◆ **Work required**:
Please return each line of the items below that contains the word "paved" and copy every such line unchanged.
##############################
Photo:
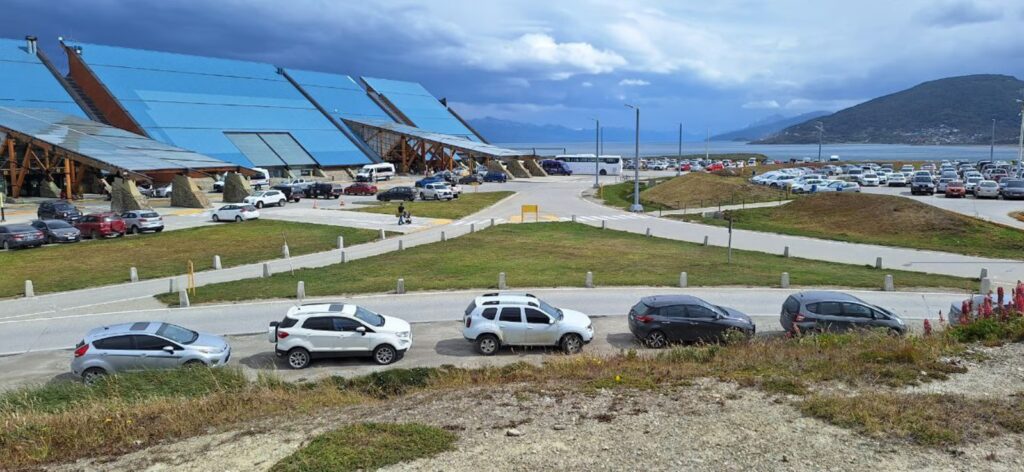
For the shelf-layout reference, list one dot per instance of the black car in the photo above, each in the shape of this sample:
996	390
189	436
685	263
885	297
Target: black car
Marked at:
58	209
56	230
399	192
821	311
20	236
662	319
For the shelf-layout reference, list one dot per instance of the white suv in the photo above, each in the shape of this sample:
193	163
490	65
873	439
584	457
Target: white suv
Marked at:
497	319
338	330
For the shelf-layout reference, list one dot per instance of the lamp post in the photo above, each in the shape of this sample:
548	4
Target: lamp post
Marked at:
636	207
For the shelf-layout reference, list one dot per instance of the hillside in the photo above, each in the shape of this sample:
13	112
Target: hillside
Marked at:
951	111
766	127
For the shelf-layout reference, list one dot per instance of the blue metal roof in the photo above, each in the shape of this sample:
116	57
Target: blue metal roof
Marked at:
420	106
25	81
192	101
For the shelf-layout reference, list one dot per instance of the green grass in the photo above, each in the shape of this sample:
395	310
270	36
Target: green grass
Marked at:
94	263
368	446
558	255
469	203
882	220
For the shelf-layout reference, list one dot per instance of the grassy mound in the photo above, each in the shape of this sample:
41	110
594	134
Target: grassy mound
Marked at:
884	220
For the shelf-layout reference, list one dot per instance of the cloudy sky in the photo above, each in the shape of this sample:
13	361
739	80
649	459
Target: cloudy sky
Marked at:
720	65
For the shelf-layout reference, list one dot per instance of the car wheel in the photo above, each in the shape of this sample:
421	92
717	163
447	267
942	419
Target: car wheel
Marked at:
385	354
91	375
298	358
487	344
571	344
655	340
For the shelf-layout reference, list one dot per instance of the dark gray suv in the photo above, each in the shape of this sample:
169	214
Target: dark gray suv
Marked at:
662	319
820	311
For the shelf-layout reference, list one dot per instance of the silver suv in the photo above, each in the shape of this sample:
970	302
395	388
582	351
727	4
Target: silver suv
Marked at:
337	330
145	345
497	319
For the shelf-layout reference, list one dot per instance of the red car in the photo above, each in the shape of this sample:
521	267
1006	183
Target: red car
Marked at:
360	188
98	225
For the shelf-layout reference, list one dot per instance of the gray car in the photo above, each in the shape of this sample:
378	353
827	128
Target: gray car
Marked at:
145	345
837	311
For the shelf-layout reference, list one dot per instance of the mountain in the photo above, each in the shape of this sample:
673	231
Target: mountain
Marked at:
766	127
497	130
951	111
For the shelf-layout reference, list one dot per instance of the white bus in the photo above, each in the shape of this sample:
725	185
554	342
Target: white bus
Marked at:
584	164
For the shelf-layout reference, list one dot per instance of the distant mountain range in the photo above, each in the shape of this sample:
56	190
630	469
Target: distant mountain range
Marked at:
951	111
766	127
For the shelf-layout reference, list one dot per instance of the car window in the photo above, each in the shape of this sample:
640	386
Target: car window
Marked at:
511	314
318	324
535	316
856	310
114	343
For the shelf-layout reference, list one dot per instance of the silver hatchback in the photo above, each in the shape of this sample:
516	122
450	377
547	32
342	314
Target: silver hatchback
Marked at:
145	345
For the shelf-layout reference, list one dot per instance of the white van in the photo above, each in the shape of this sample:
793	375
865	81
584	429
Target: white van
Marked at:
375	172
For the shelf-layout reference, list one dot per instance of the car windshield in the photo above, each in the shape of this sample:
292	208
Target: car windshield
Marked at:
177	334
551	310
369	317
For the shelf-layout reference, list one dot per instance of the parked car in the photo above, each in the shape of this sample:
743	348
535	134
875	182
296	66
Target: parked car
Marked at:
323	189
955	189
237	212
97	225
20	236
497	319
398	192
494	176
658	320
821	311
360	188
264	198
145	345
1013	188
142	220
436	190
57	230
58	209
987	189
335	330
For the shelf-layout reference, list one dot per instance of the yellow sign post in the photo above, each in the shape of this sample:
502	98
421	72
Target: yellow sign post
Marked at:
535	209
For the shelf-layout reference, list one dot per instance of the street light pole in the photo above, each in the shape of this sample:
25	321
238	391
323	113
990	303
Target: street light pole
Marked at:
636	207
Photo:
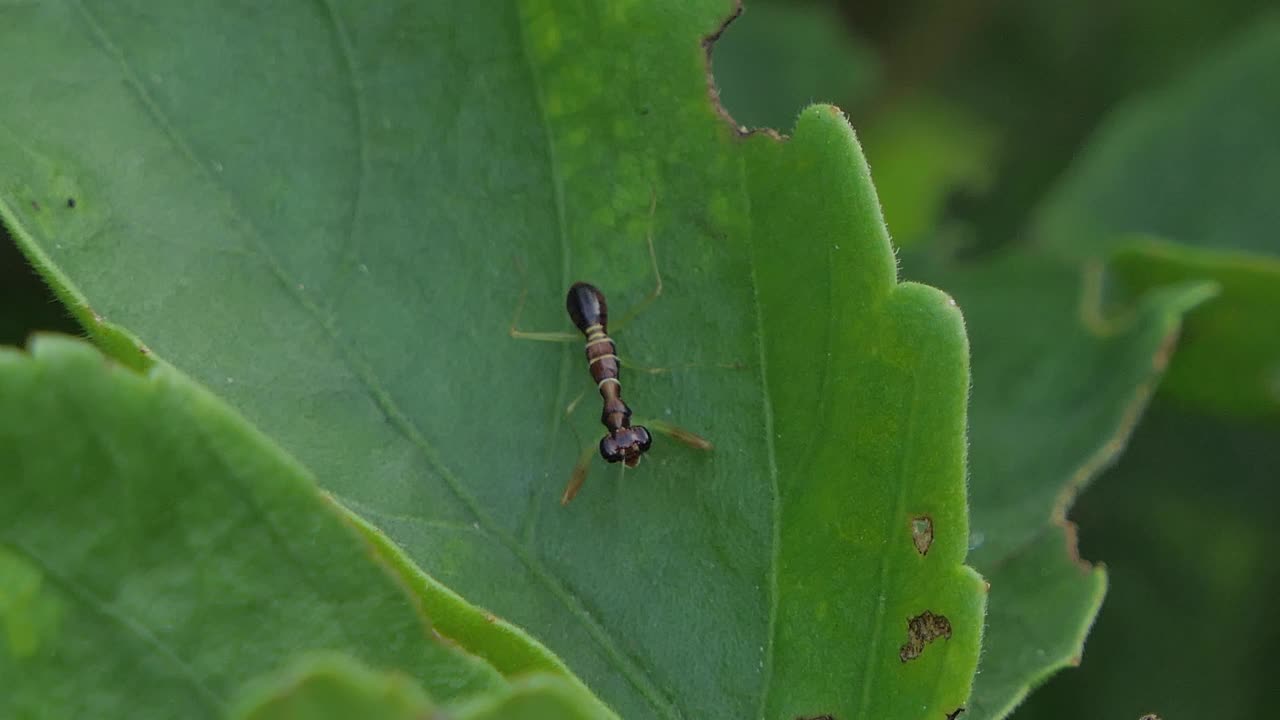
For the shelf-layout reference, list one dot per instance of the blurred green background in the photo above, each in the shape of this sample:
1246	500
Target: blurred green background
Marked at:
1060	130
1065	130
##############################
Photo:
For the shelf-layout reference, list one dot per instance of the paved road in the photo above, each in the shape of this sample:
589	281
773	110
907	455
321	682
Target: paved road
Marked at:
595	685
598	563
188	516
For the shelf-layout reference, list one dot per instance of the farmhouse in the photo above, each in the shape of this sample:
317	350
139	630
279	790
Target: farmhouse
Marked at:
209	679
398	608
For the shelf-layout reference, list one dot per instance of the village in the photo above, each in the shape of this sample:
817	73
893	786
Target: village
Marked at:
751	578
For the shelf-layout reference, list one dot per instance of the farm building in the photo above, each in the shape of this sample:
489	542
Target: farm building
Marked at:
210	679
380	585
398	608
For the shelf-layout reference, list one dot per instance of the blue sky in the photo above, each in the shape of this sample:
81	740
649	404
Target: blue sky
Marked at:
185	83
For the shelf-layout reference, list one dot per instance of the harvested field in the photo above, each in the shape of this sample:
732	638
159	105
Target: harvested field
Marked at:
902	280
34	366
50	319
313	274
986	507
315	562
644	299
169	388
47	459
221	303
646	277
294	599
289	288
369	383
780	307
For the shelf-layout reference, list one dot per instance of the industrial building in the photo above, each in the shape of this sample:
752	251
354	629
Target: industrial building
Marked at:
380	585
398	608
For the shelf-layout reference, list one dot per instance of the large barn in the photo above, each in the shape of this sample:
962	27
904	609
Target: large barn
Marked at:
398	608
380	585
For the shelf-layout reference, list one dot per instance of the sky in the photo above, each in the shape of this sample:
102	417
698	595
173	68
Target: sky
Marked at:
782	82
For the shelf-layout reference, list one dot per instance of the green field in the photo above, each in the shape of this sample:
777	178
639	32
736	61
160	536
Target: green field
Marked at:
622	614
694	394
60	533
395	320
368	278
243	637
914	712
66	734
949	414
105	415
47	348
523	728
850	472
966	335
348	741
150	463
##############################
◆ **Final answer**:
For the shelf-layout reference, list one dot per instance of the paved road in the photo above, each in the shape of this sample:
Target: paved road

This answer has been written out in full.